◆ **Given instruction**:
Collect every line of the data below that contains the word "plumage", and copy each one out in full.

◆ **Stored data**:
_____
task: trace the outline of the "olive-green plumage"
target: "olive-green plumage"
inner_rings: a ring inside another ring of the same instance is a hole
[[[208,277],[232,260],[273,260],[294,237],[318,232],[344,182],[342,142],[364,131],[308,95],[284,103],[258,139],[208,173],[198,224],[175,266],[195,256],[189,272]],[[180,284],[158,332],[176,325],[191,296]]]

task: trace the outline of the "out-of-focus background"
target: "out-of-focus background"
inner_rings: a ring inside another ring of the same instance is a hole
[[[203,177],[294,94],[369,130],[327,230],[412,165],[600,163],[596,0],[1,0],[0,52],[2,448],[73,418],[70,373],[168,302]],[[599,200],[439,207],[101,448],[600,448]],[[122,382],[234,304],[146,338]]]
_____
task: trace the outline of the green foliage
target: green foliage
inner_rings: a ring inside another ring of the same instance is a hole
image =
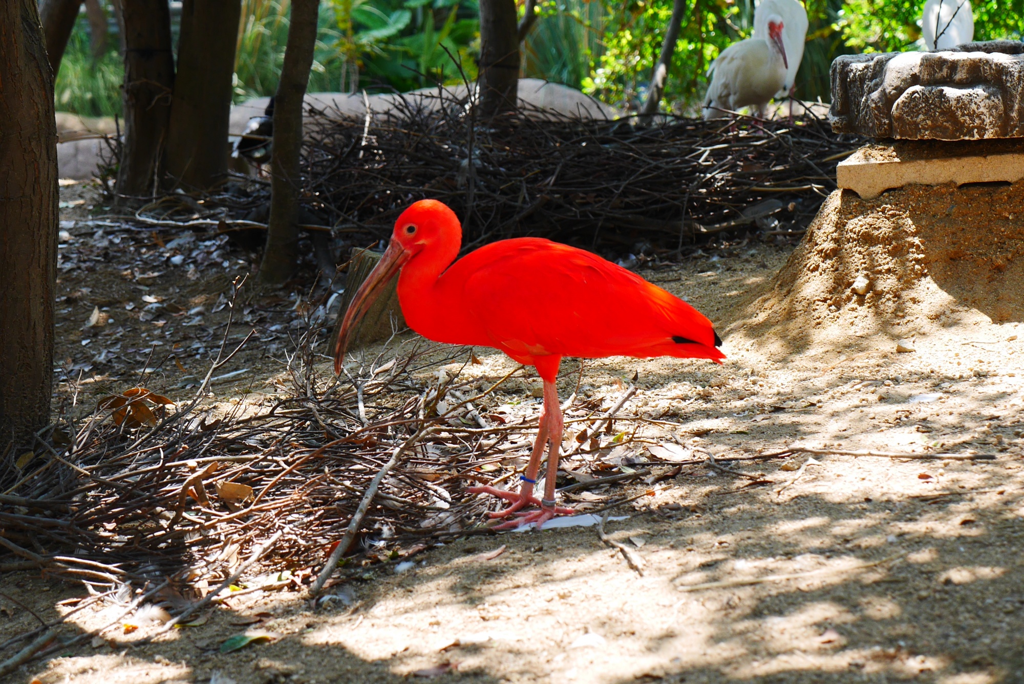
_____
◆ **Completed task**:
task: trace the outline of the "olive-green plumage"
target: "olive-green plumage"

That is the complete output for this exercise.